PROVIDED MATERIAL:
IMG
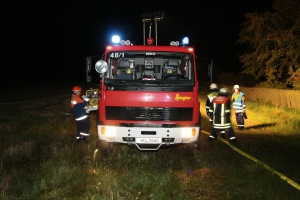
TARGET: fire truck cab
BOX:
[88,14,201,155]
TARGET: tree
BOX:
[237,0,300,88]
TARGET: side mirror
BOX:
[95,60,108,74]
[86,57,92,83]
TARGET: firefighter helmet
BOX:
[209,83,218,90]
[220,88,228,95]
[72,86,81,92]
[233,85,240,89]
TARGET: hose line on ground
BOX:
[201,130,300,190]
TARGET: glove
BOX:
[206,110,210,117]
[84,106,90,113]
[82,95,90,102]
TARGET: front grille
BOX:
[106,106,193,121]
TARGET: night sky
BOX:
[0,0,272,82]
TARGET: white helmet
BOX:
[233,85,240,89]
[209,83,218,90]
[220,88,228,94]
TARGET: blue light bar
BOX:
[111,35,120,44]
[182,37,189,45]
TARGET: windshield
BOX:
[104,52,195,86]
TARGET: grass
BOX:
[0,83,300,199]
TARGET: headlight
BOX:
[101,126,117,137]
[181,128,197,138]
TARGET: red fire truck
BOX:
[87,13,201,155]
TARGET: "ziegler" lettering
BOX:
[175,94,192,101]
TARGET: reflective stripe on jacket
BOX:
[232,92,246,113]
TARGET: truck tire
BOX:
[96,140,114,156]
[183,143,195,156]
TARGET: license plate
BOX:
[135,138,161,144]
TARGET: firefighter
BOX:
[205,83,225,138]
[71,86,90,142]
[232,85,247,130]
[208,88,236,143]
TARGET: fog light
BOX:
[101,126,117,136]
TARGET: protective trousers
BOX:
[76,117,91,139]
[235,113,245,130]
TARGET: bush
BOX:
[237,73,259,87]
[219,73,238,85]
[255,81,288,89]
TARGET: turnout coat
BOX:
[209,95,231,129]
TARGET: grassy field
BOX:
[0,84,300,200]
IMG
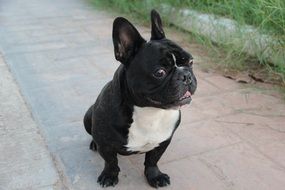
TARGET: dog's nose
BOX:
[178,71,192,84]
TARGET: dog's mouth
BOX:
[179,90,192,101]
[148,90,192,109]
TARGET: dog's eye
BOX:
[154,69,166,78]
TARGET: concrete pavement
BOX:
[0,0,285,190]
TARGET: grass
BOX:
[90,0,285,86]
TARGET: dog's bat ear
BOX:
[113,17,146,65]
[150,9,165,40]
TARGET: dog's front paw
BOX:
[145,167,170,188]
[97,171,119,187]
[147,173,170,188]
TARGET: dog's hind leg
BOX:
[83,105,94,135]
[89,140,97,151]
[83,105,97,151]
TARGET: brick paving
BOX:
[0,0,285,190]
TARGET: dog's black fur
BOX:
[84,10,197,187]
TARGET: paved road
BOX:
[0,0,285,190]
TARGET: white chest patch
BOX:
[126,106,179,152]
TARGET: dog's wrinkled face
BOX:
[113,11,197,108]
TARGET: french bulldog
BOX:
[84,10,197,187]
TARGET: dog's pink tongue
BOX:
[184,90,192,97]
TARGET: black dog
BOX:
[84,10,197,187]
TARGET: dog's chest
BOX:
[126,106,179,152]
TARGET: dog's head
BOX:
[113,10,197,108]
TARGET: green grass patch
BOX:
[90,0,285,86]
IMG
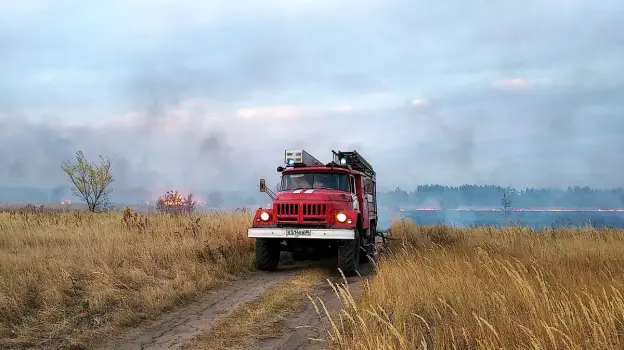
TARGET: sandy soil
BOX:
[101,243,380,350]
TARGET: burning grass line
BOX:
[328,222,624,350]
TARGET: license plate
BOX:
[286,229,312,236]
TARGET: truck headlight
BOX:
[336,213,347,222]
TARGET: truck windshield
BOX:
[282,173,349,192]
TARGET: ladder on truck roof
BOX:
[332,150,375,176]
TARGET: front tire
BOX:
[256,238,281,271]
[338,230,361,276]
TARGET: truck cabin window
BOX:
[281,173,349,192]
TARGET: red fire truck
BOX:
[247,149,378,275]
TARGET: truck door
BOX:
[349,175,360,210]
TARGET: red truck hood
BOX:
[275,189,351,202]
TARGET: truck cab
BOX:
[248,150,377,274]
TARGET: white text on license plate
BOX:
[286,229,312,236]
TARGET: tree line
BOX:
[378,185,624,209]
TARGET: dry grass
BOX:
[330,221,624,349]
[0,211,254,348]
[185,269,327,350]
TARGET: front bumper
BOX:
[247,227,355,239]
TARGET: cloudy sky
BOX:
[0,0,624,189]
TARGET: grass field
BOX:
[0,208,254,348]
[331,221,624,349]
[0,208,624,349]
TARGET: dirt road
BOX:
[102,254,371,350]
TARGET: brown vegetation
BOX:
[0,207,254,348]
[329,221,624,349]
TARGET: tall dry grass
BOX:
[329,221,624,349]
[0,210,254,348]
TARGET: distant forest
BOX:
[0,185,624,209]
[378,185,624,209]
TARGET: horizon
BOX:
[0,0,624,189]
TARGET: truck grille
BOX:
[303,204,327,217]
[275,203,327,223]
[276,203,299,216]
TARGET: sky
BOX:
[0,0,624,190]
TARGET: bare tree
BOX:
[501,193,511,213]
[61,151,114,212]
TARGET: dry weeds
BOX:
[321,221,624,349]
[185,268,327,350]
[0,210,254,348]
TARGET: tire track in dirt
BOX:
[102,268,293,350]
[100,238,382,350]
[253,264,373,350]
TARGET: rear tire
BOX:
[338,230,361,276]
[256,238,281,271]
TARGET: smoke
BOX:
[0,0,624,202]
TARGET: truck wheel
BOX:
[338,231,361,276]
[256,238,281,271]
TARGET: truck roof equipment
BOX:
[284,149,323,167]
[332,150,375,176]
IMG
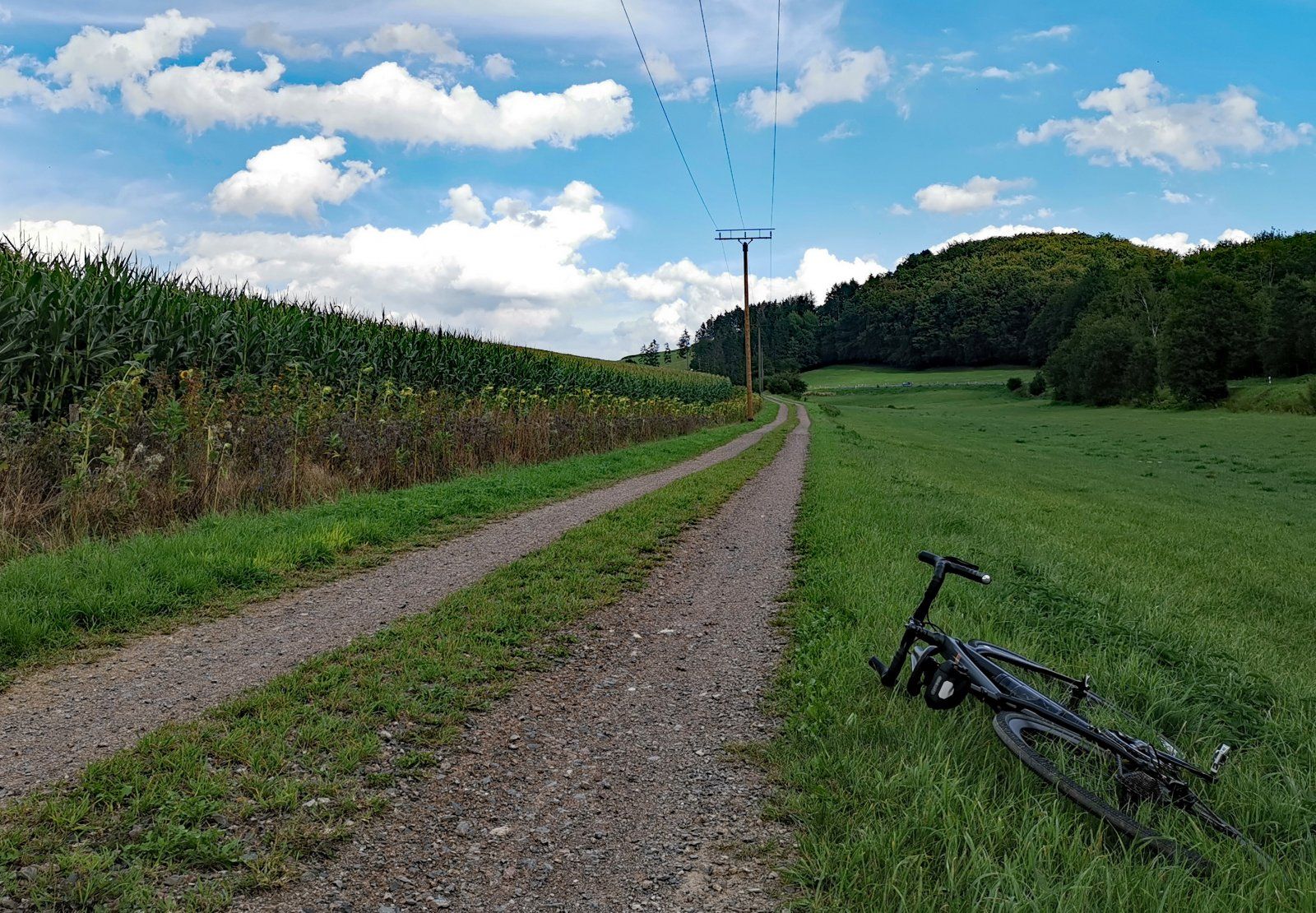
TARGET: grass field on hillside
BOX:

PROBLEM TO SOLVE:
Give the whole listing above as a JSON list of strings, one string per line, skipping blank lines. Leave the pictures out of your answer.

COMPLETE OUTPUT:
[
  "IMG",
  "TARGET: fire truck cab",
  "BOX:",
  "[88,14,201,155]",
  "TARGET: tree",
  "BOX:",
  "[237,0,300,88]",
  "TARGET: side mirror",
  "BOX:",
  "[95,60,108,74]",
  "[86,57,92,83]",
  "TARGET: firefighter helmet",
  "BOX:",
  "[209,83,218,90]",
  "[220,88,228,95]",
  "[72,86,81,92]",
  "[233,85,240,89]",
  "TARGET: hose line on ground",
  "BOX:",
  "[201,130,300,190]",
  "TARGET: glove",
  "BOX:",
  "[206,110,210,117]",
  "[84,106,90,113]",
  "[82,95,90,102]",
  "TARGET: front grille",
  "BOX:",
  "[106,106,193,121]",
  "TARGET: night sky",
  "BOX:",
  "[0,0,272,82]",
  "TARGET: white helmet",
  "BOX:",
  "[233,85,240,89]",
  "[209,83,218,90]",
  "[220,88,228,94]",
  "TARGET: blue light bar",
  "BOX:",
  "[111,35,120,44]",
  "[182,37,189,45]",
  "TARGET: windshield",
  "BOX:",
  "[104,52,195,86]",
  "TARGET: grass",
  "BOX:",
  "[0,83,300,199]",
  "TARGET: headlight",
  "BOX:",
  "[101,126,117,137]",
  "[181,128,197,138]",
  "TARGET: red fire truck",
  "BOX:",
  "[87,13,201,155]",
  "TARGET: \"ziegler\" lettering",
  "BOX:",
  "[175,94,192,101]",
  "TARGET: reflective stripe on jacket",
  "BOX:",
  "[232,92,246,113]",
  "TARGET: truck tire",
  "BOX:",
  "[96,140,114,156]",
  "[183,143,195,156]",
  "TARGET: license plate",
  "BOX:",
  "[135,138,161,144]",
  "TARGET: firefighter",
  "BOX:",
  "[205,83,225,138]",
  "[71,86,90,142]",
  "[232,85,247,130]",
  "[208,88,236,143]",
  "TARGET: fog light",
  "BOX:",
  "[101,126,117,136]",
  "TARGET: protective trousers",
  "BOX:",
  "[76,117,91,139]",
  "[235,113,245,130]",
  "TARGET: bush",
  "BOX:",
  "[237,73,259,87]",
  "[219,73,238,85]",
  "[255,81,288,89]",
  "TARGET: turnout coat",
  "BOX:",
  "[209,95,231,129]",
  "TARGET: grassy field",
  "BOX:",
  "[0,84,300,200]",
  "IMG",
  "TARGET: dog's nose",
  "BOX:",
  "[178,71,192,84]",
  "TARGET: dog's mouth",
  "BOX:",
  "[179,90,192,101]",
  "[148,90,192,109]",
  "TARGET: dog's eye",
  "BOX:",
  "[154,69,166,78]",
  "TARGET: concrete pavement",
  "BOX:",
  "[0,0,285,190]",
  "TARGET: grass",
  "BOX:",
  "[90,0,285,86]",
  "TARGET: dog's bat ear",
  "BOX:",
  "[113,17,146,65]",
  "[150,9,165,40]",
  "TARGET: dog's front paw",
  "BOX:",
  "[145,167,170,188]",
  "[97,171,119,187]",
  "[147,173,170,188]",
  "TARGET: dog's hind leg",
  "BOX:",
  "[83,105,94,135]",
  "[89,140,97,151]",
  "[83,105,97,151]",
  "TARGET: brick paving",
  "BOX:",
  "[0,0,285,190]",
  "TARGET: dog's black fur",
  "BOX:",
  "[84,10,197,187]",
  "TARGET: paved road",
  "BOX:",
  "[0,0,285,190]",
  "TARGET: white chest patch",
  "BOX:",
  "[126,106,179,152]",
  "TARGET: dog's wrinkled face",
  "BOX:",
  "[113,11,197,108]",
  "TARGET: french bulldog",
  "BOX:",
  "[84,10,197,187]",
  "TARGET: dog's pink tongue",
  "BOX:",
  "[184,90,192,97]",
  "TARGET: black dog",
  "BOX:",
  "[84,10,197,187]",
  "TARGET: dog's chest",
  "BOX:",
  "[126,106,179,152]",
  "TARGET: dog's head",
  "BOX:",
  "[113,10,197,108]",
  "TARGET: green grass patch",
  "BOX:",
  "[90,0,285,86]",
  "IMG",
  "TARGET: sandy soil",
  "BOX:",
  "[101,243,380,350]",
  "TARGET: burning grass line",
  "BOX:",
  "[328,222,624,350]",
  "TARGET: license plate",
  "BOX:",
  "[286,229,312,236]",
  "TARGET: truck headlight",
  "BOX:",
  "[336,213,347,222]",
  "TARGET: truck windshield",
  "BOX:",
  "[282,173,349,192]",
  "TARGET: ladder on truck roof",
  "BOX:",
  "[332,150,375,176]",
  "TARGET: front tire",
  "BOX:",
  "[256,238,281,271]",
  "[338,230,361,276]",
  "TARGET: truck cabin window",
  "BOX:",
  "[281,173,349,192]",
  "TARGET: red fire truck",
  "BOX:",
  "[247,149,378,275]",
  "TARGET: truck door",
  "BOX:",
  "[349,175,360,210]",
  "TARGET: red truck hood",
  "BOX:",
  "[275,189,351,202]",
  "TARGET: truck cab",
  "BOX:",
  "[248,150,377,274]",
  "TARGET: white text on license plate",
  "BOX:",
  "[286,229,312,236]",
  "TARGET: tree line",
  "BOX:",
  "[378,185,624,209]",
  "TARGET: dry grass",
  "BOX:",
  "[330,221,624,349]",
  "[0,211,254,348]",
  "[185,269,327,350]",
  "TARGET: front bumper",
  "BOX:",
  "[247,227,355,239]",
  "TARGET: cloudy sky",
  "BOX:",
  "[0,0,624,189]",
  "TARGET: grass field",
  "BOX:",
  "[0,208,254,348]",
  "[331,221,624,349]",
  "[0,208,624,349]",
  "TARGET: dirt road",
  "BOX:",
  "[102,254,371,350]",
  "TARGET: brown vegetation",
  "BOX:",
  "[0,207,254,348]",
  "[329,221,624,349]",
  "TARGET: tall dry grass",
  "BOX:",
  "[329,221,624,349]",
  "[0,210,254,348]",
  "TARGET: distant forest",
  "BOX:",
  "[0,185,624,209]",
  "[378,185,624,209]",
  "TARGET: horizon",
  "BOX:",
  "[0,0,624,189]",
  "TARGET: truck grille",
  "BOX:",
  "[303,204,327,217]",
  "[275,203,327,223]",
  "[276,203,299,216]",
  "TARGET: sky",
  "BOX:",
  "[0,0,624,190]",
  "TARGET: bare tree",
  "BOX:",
  "[501,193,511,213]",
  "[61,151,114,212]",
  "TARGET: dry weeds",
  "BOX:",
  "[321,221,624,349]",
  "[185,268,327,350]",
  "[0,210,254,348]",
  "TARGET: tire track in dirt",
  "BOX:",
  "[102,268,293,350]",
  "[100,238,382,350]",
  "[253,264,373,350]",
  "TARGET: rear tire",
  "BOX:",
  "[338,230,361,276]",
  "[256,238,281,271]",
  "TARGET: smoke",
  "BOX:",
  "[0,0,624,202]",
  "TARGET: truck wheel",
  "BOX:",
  "[338,231,361,276]",
  "[256,238,281,271]",
  "TARGET: truck roof equipment",
  "BOX:",
  "[284,149,323,167]",
  "[332,150,375,176]",
  "IMG",
  "TARGET: grass field on hillside",
  "BOX:"
]